Tujuan 1: Salin ulang bagian artikel tentang status kewarganegaraan Tionghoa, mulai dari kata-kata "Menurut pemerhati China" dan berhenti setelah "China sebagai warganya.", dengan menukar "pemerhati" menjadi "pengamat".

Kutipan Dokumen:
Ahli Ungkapkan Akar Masalah Status Hukum Kewarganegaraan Tionghoa

Ahli Ungkapkan Akar Masalah Status Hukum Kewarganegaraan Tionghoa

Jakarta – Diansir dari news.detik.com, Soal isu tenaga kerja dari China kembali ramai diperbincangkan beberapa waktu terakhir. Menurut ketua sekaligus pendiri Forum Sinologi Indonesia (FSI), Johanes Herlijanto, PhD, banyak hal yang melatarbelakanginya sehingga polemik itu muncul.

Menurut pemerhati China dan etnik Tionghoa dari jurusan Ilmu Komunikasi Universitas Pelita Harapan tersebut, hal itu bermula sejak Republik China (Nasionalis) yang menganggap semua orang Tionghoa yang tinggal di luar China sebagai warganya.

“Kebijakan ini menimbulkan ketidakjelasan status kewarganegaraan bagi orang Tionghoa di Indonesia, yang pada masa itu juga telah mewarisi kewarganegaraan Hindia-Belanda, sebagai konsekuensi dari pemberlakuan Undang-undang Kewarganegaraan Belanda pada tahun 1910,” tutur Johanes Herlijanto kepada wartawan, Rabu (15/6/2022).

Sebagian masyarakat Indonesia masih cenderung mencampuradukkan Tionghoa Indonesia dengan China. Kecenderungan tersebut merupakan sisa dari masalah kewarganegaraan yang pernah muncul pada abad yang lalu. Sebagai akibat ketumpangtindihan status kewarganegaraan di atas, Tionghoa di Indonesia menghadapi sebuah permasalahan yang dikenal sebagai dwikewarganegaraan. Permasalahan tersebut menimbulkan ganjalan bagi kedua negara sejak hubungan diplomatik antara Indonesia dan China mulai berlangsung pada 1950.

“Apalagi pada tahun-tahun awal dasawarsa 1950-an, RRC (Republik Rakyat China) berupaya mempengaruhi komunitas Tionghoa di Indonesia agar lebih mendekat pada Beijing, yang saat itu sedang berebut pengaruh dengan pemerintahan China Nasionalis di Taipei,” ujarnya.

Menurut pandangannya, penyebab RRC melakukan upaya di atas melalui kedutaan besarnya di Jakarta adalah karena China saat itu masih menganggap seluruh Tionghoa perantauan di luar China, termasuk Tionghoa Indonesia, sebagai warganya.

Sumber Foto : akcdn.detik.net.id

Merujuk pada karya Rizal Sukma yang berjudul ‘Indonesia and China: the Politics of a Troubled Relationship’, Johanes menceritakan bahwa upaya China tersebut menimbulkan kecurigaan di kalangan elite politik Indonesia saat itu. Namun kedua negara pada akhirnya menemukan solusi atas permasalahan di atas pada 1955, melalui penandatangan sebuah perjanjian yang dikenal sebagai perjanjian dwikewarganegaraan. Dalam pandangan Johanes, penandatanganan di atas terkait erat dengan perubahan sikap Beijing terhadap orang Tionghoa perantauan, sebagai diungkapkan oleh Profesor Suryadinata dalam buku berjudul ‘The Rise of China and The Chinese Overseas: A Study of Beijing’s Changing Policy in Southeast Asia and Beyond’.

Tujuan 2: Ubah entri di bawah menjadi CSV dua kolom, teks dan jawaban, mulai dari awal entri dan berhenti setelah baris yang memuat "[243,436,347,519]". Buat satu baris CSV untuk setiap entri, dengan teks entri dan jawabannya masing-masing dalam satu kolom bertanda kutip serta setiap jeda baris diganti spasi.

Data:
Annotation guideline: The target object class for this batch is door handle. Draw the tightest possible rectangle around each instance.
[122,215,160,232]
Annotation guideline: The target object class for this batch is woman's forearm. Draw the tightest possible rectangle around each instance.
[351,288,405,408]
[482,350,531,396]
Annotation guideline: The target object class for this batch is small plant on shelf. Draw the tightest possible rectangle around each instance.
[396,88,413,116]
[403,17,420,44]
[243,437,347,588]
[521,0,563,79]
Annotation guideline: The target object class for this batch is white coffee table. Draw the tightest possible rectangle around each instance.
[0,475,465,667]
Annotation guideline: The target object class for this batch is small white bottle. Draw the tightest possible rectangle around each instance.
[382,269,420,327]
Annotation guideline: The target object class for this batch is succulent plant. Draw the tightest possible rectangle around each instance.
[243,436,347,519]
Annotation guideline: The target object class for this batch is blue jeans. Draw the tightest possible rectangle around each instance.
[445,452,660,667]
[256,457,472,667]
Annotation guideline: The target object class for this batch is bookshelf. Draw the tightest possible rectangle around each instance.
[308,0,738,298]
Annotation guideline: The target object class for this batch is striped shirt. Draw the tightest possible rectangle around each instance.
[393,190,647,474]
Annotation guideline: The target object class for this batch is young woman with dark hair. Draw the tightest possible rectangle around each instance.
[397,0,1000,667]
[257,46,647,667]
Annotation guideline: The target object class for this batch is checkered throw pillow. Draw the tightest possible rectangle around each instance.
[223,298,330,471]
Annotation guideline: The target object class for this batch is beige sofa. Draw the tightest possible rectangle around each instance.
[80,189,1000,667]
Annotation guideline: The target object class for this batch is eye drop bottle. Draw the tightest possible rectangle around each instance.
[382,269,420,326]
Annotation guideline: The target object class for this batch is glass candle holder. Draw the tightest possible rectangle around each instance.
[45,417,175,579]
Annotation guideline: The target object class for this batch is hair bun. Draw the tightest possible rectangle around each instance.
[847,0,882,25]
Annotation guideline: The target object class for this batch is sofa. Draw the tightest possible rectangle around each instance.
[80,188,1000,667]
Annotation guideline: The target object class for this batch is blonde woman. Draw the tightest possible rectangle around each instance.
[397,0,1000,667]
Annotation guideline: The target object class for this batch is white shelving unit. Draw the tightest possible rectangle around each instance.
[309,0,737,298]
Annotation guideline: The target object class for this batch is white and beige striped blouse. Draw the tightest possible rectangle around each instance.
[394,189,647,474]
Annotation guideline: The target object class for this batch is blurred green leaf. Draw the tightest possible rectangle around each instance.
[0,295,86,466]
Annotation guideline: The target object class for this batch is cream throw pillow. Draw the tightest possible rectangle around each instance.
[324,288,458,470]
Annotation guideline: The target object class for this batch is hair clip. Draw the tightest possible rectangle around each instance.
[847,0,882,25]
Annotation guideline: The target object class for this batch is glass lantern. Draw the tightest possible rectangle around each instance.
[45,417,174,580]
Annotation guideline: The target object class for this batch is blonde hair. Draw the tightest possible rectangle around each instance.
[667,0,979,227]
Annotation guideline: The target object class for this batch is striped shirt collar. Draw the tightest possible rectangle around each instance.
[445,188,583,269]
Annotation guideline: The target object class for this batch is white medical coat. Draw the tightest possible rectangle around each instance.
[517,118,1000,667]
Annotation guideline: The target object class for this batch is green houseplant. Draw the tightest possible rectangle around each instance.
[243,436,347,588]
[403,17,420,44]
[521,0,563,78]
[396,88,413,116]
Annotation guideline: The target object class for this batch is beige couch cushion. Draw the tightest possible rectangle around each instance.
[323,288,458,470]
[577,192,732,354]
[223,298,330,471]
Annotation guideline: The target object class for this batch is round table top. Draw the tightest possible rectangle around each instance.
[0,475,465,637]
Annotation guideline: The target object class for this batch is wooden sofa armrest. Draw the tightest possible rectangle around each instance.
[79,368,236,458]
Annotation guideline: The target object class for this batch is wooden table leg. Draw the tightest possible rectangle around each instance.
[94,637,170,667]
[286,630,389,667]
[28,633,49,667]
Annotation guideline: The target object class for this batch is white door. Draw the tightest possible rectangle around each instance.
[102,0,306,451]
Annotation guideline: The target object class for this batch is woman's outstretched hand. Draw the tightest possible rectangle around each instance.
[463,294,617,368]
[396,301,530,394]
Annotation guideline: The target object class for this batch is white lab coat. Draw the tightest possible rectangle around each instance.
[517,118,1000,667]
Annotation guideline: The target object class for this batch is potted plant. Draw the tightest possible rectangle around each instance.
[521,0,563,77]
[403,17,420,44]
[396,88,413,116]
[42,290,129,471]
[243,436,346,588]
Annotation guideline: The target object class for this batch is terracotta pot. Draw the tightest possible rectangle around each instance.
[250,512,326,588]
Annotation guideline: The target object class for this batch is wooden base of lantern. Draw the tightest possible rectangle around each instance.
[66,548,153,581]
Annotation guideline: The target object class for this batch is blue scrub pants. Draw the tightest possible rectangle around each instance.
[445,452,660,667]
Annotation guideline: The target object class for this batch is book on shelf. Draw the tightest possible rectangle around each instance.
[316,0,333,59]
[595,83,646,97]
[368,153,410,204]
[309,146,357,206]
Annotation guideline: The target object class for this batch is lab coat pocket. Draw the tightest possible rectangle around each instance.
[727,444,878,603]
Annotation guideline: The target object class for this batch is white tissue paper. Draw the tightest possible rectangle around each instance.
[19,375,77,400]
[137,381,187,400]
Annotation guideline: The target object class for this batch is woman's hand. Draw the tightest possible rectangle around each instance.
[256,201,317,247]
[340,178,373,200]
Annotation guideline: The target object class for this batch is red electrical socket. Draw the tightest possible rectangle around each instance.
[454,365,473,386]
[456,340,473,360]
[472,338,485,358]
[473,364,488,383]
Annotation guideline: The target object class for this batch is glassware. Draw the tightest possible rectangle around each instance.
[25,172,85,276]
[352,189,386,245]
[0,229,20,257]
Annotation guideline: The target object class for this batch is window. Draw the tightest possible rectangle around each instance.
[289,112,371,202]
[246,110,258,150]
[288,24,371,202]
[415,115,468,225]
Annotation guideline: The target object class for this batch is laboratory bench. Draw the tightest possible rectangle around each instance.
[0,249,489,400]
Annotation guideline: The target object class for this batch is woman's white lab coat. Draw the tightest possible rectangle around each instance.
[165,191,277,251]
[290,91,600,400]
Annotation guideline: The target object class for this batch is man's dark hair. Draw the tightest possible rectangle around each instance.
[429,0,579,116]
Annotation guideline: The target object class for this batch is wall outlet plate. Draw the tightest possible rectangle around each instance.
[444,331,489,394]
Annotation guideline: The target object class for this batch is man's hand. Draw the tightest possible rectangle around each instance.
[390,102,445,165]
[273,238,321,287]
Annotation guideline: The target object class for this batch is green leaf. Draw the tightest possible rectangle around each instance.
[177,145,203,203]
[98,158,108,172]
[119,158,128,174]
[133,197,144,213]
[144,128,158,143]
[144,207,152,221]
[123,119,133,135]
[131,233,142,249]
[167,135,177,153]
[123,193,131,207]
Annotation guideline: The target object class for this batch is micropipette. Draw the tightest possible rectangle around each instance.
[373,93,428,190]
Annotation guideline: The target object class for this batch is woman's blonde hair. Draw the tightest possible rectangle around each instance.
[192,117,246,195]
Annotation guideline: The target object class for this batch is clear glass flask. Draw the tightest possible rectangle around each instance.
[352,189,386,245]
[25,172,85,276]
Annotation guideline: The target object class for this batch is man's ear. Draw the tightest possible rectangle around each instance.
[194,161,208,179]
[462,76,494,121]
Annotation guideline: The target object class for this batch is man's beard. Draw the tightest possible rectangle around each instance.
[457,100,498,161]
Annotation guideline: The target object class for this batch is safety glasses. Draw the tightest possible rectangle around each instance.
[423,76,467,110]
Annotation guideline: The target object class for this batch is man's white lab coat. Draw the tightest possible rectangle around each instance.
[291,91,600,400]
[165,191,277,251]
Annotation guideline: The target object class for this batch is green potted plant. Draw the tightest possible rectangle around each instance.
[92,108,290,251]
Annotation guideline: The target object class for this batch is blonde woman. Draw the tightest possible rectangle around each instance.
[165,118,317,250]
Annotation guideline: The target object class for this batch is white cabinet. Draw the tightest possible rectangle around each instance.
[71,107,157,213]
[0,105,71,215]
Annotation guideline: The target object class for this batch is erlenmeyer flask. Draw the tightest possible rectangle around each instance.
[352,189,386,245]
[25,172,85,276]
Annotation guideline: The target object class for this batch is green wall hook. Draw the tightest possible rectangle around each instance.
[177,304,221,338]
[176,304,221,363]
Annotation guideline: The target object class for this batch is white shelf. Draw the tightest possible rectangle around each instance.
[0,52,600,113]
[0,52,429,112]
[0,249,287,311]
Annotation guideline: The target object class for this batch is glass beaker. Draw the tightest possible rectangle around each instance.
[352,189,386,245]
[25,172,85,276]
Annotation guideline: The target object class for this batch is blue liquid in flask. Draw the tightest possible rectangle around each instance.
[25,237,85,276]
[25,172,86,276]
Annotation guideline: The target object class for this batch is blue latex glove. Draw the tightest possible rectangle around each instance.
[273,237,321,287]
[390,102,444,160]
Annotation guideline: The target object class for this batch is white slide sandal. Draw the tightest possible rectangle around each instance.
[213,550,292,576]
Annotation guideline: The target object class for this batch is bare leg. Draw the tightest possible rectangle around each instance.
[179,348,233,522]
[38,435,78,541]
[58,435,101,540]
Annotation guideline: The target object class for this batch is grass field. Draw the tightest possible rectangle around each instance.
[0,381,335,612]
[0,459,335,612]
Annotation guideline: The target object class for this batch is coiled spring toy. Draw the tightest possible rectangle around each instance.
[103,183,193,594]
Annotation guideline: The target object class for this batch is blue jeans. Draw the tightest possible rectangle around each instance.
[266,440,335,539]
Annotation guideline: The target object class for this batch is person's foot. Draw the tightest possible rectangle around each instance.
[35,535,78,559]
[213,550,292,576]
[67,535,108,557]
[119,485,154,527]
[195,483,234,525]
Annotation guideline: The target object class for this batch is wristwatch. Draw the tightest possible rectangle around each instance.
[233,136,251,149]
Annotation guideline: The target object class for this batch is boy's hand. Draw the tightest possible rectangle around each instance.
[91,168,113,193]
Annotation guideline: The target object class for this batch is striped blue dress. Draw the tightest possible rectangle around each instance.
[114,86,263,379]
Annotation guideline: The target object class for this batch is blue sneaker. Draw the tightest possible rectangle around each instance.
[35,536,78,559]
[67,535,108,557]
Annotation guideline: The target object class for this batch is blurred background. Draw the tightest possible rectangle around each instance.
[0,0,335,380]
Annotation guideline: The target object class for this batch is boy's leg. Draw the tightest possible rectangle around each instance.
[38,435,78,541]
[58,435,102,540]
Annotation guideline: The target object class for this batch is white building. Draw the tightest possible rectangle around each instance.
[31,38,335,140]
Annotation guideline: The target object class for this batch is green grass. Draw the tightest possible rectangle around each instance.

Jawaban Tertulis 1:
Menurut pengamat China dan etnik Tionghoa dari jurusan Ilmu Komunikasi Universitas Pelita Harapan tersebut, hal itu bermula sejak Republik China (Nasionalis) yang menganggap semua orang Tionghoa yang tinggal di luar China sebagai warganya.

Jawaban Tertulis 2:
teks,jawaban
"Annotation guideline: The target object class for this batch is door handle. Draw the tightest possible rectangle around each instance.","[122,215,160,232]"
"Annotation guideline: The target object class for this batch is woman's forearm. Draw the tightest possible rectangle around each instance.","[351,288,405,408] [482,350,531,396]"
"Annotation guideline: The target object class for this batch is small plant on shelf. Draw the tightest possible rectangle around each instance.","[396,88,413,116] [403,17,420,44] [243,437,347,588] [521,0,563,79]"
"Annotation guideline: The target object class for this batch is white coffee table. Draw the tightest possible rectangle around each instance.","[0,475,465,667]"
"Annotation guideline: The target object class for this batch is small white bottle. Draw the tightest possible rectangle around each instance.","[382,269,420,327]"
"Annotation guideline: The target object class for this batch is succulent plant. Draw the tightest possible rectangle around each instance.","[243,436,347,519]"